_STATED PROBLEM:_
Extend the Katie Baker biography below, writing on from its final sentence.

_SOURCE TEXT:_
>>>

= Katie Baker =

Canadian field hockey player

Katie Baker (born April 21, 1984) was a member of the Canadian Women's National Field Hockey Team from 2006 until 2012 and held the position of captain from 2010 -2012. She has 114 caps to her name.

==Career==
Baker was introduced to field hockey at age 14 when her family moved to Hamilton, Ontario where she decided to try out for the highschool team. She draws inspiration from her family, and her neighbors at home in Prince Edward Island. She played for the junior national team in 2004 and 2005, the only athlete east of Ontario on the team, before making her debut on the senior national team in 2006. Her first senior international cap was the 2006 UK Tour in Cardiff, Wales. In 2009, she was named to the Pan American Elite team in 2009, and was named PEI Female Athlete of the year.

<<<

_EXTRACTED RECORDS:_
>>>

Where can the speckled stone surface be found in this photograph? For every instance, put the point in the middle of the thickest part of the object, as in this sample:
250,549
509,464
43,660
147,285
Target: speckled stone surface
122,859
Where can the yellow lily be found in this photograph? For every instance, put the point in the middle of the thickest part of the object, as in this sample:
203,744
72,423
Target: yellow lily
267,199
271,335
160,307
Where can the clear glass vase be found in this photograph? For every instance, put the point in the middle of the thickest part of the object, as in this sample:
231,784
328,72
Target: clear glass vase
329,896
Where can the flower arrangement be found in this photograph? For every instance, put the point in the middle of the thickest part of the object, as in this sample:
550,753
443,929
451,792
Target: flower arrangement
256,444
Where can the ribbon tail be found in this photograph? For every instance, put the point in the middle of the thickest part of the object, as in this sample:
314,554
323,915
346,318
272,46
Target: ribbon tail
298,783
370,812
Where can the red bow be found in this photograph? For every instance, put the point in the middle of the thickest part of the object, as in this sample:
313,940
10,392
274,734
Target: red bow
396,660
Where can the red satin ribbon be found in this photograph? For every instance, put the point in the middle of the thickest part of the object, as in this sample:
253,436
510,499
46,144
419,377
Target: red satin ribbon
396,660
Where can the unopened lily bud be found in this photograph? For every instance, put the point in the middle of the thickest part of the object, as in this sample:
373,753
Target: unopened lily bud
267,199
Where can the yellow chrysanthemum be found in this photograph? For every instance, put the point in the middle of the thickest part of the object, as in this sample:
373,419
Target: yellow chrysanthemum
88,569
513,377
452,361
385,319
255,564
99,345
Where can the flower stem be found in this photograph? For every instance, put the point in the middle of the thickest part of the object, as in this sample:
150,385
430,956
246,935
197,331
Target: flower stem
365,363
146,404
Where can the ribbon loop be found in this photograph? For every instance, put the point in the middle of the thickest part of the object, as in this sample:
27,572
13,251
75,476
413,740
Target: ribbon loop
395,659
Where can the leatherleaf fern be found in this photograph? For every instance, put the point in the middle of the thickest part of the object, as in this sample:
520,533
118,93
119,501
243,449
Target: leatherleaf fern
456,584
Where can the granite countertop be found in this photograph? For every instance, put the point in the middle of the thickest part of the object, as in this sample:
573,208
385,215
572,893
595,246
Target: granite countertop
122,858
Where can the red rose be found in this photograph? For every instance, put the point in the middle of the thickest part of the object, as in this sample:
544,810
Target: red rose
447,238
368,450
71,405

<<<

_EXERCISE RESULT:_
Katie played professionally overseas for Royal Antwerp Hockey Club in the 2009–2010 season. She retired in 2012, eighth all-time in appearances for Canada. Katie was a two-time winner of the Sport PEI Senior Female Athlete of the Year award and in 2024, she was inducted into the PEI Sports Hall of Fame.

==Personal information==
Baker was born in Charlottetown, Prince Edward Island on April 21, 1984. Katie attended Bluefield Highschool in Hampshire, Prince Edward Island, Canada. She graduated with a BA in Sociology from Saint Mary's University, and the University of British Columbia and has Graduate Certificate in Executive Coaching from Royal Roads University.

==Competitions==
- 2010 San Diego Tour
- 2010 Commonwealth Games, Delhi (6th)
- 2010 Chile Series, Vancouver
- 2010 India Series, Vancouver
- 2010 Belgian Champions
- 2010 World Cup Qualifier, San Diego (4th)
- 2010 Chile and Argentina Tour
- 2009 FIH Champions Challenge II, Russia (6th)
- 2009 Pan American Cup, Bermuda (5th)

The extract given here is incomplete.